**REQUIRED WORK**
Count the lines in the listing below that contain the string "earring". Reply with the number alone.

## BEGIN RECORDS FOR THIS EXERCISE

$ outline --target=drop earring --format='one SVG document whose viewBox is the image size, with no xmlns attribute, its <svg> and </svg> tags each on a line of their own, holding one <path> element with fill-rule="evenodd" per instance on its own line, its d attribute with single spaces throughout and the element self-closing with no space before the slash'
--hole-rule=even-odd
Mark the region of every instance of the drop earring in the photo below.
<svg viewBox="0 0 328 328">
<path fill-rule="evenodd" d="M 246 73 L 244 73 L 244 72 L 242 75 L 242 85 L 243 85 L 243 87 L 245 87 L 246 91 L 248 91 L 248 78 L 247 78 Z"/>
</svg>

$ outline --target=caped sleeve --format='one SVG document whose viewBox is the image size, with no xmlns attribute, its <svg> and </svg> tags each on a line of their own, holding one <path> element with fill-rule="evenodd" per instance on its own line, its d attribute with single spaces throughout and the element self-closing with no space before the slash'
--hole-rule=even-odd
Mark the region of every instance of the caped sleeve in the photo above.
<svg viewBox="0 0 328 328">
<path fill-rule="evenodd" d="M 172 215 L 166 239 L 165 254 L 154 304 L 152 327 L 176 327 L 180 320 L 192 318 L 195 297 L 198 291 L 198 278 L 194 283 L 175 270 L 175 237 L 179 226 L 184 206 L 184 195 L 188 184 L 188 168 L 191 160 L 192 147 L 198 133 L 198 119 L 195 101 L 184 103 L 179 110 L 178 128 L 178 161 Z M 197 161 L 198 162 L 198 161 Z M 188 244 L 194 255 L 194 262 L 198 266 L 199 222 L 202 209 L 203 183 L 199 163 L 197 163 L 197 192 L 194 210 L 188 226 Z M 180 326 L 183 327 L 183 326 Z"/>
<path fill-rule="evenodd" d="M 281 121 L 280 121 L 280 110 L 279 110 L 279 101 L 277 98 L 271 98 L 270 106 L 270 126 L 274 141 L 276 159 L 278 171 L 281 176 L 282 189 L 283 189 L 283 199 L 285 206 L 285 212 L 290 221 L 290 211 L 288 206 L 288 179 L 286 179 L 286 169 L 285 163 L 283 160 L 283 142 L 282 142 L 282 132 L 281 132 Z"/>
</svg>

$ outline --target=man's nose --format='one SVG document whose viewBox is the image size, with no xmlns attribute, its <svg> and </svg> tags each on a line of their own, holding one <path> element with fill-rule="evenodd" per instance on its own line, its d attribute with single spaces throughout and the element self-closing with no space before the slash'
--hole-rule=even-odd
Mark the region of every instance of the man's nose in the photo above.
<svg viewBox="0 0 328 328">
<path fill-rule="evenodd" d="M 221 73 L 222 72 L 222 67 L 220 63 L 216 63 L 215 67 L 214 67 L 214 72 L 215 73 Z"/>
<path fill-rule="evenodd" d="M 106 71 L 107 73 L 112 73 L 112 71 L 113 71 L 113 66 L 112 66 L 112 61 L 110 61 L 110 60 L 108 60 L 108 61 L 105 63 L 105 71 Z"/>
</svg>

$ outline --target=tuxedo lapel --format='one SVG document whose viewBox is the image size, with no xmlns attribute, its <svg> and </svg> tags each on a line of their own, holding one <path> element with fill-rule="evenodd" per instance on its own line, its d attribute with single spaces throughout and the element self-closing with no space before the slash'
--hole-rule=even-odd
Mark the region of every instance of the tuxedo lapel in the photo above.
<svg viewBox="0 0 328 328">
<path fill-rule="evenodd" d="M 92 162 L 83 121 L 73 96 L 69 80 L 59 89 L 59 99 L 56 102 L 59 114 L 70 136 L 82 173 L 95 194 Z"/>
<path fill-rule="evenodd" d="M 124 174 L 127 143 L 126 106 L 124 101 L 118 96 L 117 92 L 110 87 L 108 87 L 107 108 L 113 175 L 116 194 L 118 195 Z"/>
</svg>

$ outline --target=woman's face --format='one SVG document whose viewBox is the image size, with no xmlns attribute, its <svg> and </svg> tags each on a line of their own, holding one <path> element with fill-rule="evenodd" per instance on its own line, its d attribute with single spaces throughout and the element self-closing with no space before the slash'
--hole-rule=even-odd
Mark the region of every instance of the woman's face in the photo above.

## END RECORDS FOR THIS EXERCISE

**FINISHED TASK**
2